**The request:** Duplicate the following lines without any change, covering every item.

(Named-object pointing items)
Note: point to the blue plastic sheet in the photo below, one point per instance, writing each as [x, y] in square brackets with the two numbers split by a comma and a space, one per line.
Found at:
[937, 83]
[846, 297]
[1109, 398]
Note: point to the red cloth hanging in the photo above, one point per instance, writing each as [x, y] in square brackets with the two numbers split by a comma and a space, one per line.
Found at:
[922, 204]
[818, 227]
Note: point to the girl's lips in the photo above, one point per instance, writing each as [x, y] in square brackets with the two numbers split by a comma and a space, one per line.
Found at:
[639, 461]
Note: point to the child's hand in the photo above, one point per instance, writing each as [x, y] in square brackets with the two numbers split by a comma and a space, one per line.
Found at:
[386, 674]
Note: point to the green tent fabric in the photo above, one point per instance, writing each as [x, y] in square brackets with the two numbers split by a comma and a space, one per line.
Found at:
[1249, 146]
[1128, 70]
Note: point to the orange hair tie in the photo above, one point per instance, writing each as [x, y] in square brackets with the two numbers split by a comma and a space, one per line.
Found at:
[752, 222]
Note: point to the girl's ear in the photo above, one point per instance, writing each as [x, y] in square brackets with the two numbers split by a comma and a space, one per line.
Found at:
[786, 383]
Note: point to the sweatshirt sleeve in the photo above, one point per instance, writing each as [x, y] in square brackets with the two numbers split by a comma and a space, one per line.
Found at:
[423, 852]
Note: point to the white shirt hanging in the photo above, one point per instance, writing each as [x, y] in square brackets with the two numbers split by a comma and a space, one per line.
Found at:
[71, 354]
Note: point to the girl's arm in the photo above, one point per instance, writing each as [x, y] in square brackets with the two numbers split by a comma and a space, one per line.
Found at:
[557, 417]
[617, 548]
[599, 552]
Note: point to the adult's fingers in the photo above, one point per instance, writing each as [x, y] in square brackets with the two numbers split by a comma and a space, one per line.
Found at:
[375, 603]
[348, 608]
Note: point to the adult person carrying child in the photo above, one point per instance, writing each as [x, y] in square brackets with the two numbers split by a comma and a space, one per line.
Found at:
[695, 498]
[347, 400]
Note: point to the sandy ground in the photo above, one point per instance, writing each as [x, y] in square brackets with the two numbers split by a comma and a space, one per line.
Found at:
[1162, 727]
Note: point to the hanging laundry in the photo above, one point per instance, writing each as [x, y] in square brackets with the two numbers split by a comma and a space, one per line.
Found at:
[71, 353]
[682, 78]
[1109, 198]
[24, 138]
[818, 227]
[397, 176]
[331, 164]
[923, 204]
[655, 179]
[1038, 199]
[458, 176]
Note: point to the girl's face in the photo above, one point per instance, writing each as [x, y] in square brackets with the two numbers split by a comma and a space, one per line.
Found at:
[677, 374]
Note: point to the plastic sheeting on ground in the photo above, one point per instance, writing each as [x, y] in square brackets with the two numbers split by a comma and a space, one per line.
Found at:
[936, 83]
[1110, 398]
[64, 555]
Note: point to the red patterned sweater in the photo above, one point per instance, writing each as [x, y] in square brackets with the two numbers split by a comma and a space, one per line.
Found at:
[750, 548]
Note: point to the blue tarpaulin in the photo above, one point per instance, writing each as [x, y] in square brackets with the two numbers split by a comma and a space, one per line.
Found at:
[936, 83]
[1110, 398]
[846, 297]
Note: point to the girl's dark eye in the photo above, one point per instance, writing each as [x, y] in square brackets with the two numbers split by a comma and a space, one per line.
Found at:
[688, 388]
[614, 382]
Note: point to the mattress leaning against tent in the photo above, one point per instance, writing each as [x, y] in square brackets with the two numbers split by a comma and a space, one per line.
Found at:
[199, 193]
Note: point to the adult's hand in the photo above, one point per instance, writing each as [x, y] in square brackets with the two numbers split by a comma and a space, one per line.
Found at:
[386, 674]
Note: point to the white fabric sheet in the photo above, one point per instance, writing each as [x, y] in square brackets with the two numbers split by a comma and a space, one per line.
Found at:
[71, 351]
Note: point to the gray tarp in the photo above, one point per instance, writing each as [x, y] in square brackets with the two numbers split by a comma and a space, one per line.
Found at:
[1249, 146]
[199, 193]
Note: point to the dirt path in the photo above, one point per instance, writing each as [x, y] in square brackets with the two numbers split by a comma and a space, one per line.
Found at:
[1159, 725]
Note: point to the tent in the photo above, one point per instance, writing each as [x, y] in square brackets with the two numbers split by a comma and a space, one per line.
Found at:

**Completed task:**
Note: point to the blue plastic sheet in the photo below, one point per instance, writing each as [x, y] in square brackets with the two numbers split by a comma and a space, one per line.
Found at:
[937, 83]
[846, 297]
[1109, 398]
Note: point to the red cloth hanging in the photo above, one point per instance, writing each as [x, y] in square brackets with the two numbers split by a comma and a space, one per line.
Found at:
[922, 204]
[818, 227]
Note: point to the girl's lips in the photo above, one point per instance, writing each as [x, y] in square brackets with the two numbers split by a comma and a space, one per line.
Found at:
[639, 461]
Note: point to the child's hand in the photo above, one point per instance, writing each as [x, y] in square brackets with the two numbers split by a comma and a space, one per line.
Found at:
[386, 674]
Note: point to the green tent fabric in the photo above, one point per instance, writing each as [x, y] in square brackets with the two numbers split by a comma and a space, one per line.
Found at:
[1249, 146]
[1128, 70]
Note: point to the orange hair tie in the photo above, one point per instance, writing each as [x, y] in square brackets with the two numbers split by a comma and a space, one per line.
Found at:
[752, 222]
Note: point to the girl's ear in the photo above, one point per instance, writing each as [x, y] in square brackets with the two numbers split by a comma and a space, one per line.
Found at:
[786, 383]
Note: point to the sweatshirt sleeve in the photo above, one point per instance, writing each as [x, y] in square brackets with the two numbers split by a comma and a space, one per line.
Found at:
[423, 852]
Note: point to the white shirt hanging in the photo above, one point per instance, writing each as [x, y] in square brackets with the two numbers split by a comma and a space, one per line.
Found at:
[71, 354]
Note: point to the girl's arm in the photo above, one point per instance, writing each as [x, y] in square brackets with the two numbers split by a comma and a space, one per line.
Found at:
[557, 417]
[617, 548]
[599, 552]
Note: point to the adult's fingers in the photo above, one point per instance, writing each as [x, y] in square brackets with the two numbers split by a comma and a space, one per line.
Found at:
[375, 603]
[348, 608]
Note: point to the adult person carrying child in the photo above, one point per instance, writing each as [x, y] in square brackets with the two numbers split by a comma and a space, one per line.
Found at:
[695, 498]
[347, 400]
Note: point to the sandy ground in the photo above, one point per instance, writing each as [x, y] in square brackets with the two numbers split by a comma and a space, one per line.
Found at:
[1162, 727]
Note: point to the hanging laundry in the photo above, one point per instance, writing each as [x, y] in square brackets with the two numbers split by a comma and a space, one per line.
Found at:
[71, 353]
[682, 78]
[1109, 198]
[24, 138]
[818, 227]
[397, 176]
[331, 164]
[923, 204]
[655, 179]
[1038, 199]
[458, 176]
Note: point to the girl's face in the photo above, one point per instance, writing each as [x, y] in square brackets with the two numbers split by a comma and a space, one per line.
Found at:
[677, 374]
Note: point to the plastic sheeting on ground in the photo above, one point per instance, writing each as [x, y] in square brackets with the two numbers split by a comma and a space, one per line.
Found at:
[936, 83]
[1110, 398]
[64, 555]
Note: point to the red patterned sweater in the photo above, one point per instance, writing each as [x, y] in square brackets with the two numbers split by a comma and a space, one per line.
Found at:
[750, 548]
Note: point to the blue tarpaulin in the photo above, one point per instance, writing each as [x, y] in square brackets with the two numbers split by a comma and a space, one per line.
Found at:
[936, 83]
[1110, 398]
[846, 297]
Note: point to the girl's dark eye in the photo above, one point per instance, writing each as [x, y] in square brackets with the two numbers split by a comma and a space, one per line.
Found at:
[688, 388]
[614, 382]
Note: point to the mattress leaning against tent in the photo above, one point per instance, writing each as [x, y] in square brackets with the two numbers split by a comma and a space, one per line.
Found at:
[199, 193]
Note: point to the adult's hand in the photo above, one point per instance, writing each as [x, y] in square brackets with the two numbers split by a comma and a space, one per line.
Found at:
[386, 674]
Note: point to the white fabric sheet in the photo above, one point per instance, writing each as [x, y] in square brackets with the two numbers split by a comma and a space, one per line.
Found at:
[71, 351]
Note: point to the gray tarp in the photo above, one point per instance, writing each as [x, y] in square brackets with the two numbers split by a comma and a space, one per line.
Found at:
[1249, 146]
[199, 193]
Note: point to the dirt path in the photo above, one point per instance, writing each as [x, y] in square brackets with the two numbers split by a comma and a space, one per line.
Found at:
[1159, 725]
Note: point to the tent in the photo above, one point per instance, writing each as [x, y] in square brackets with the two numbers split by a comma and a space, one per line.
Found at:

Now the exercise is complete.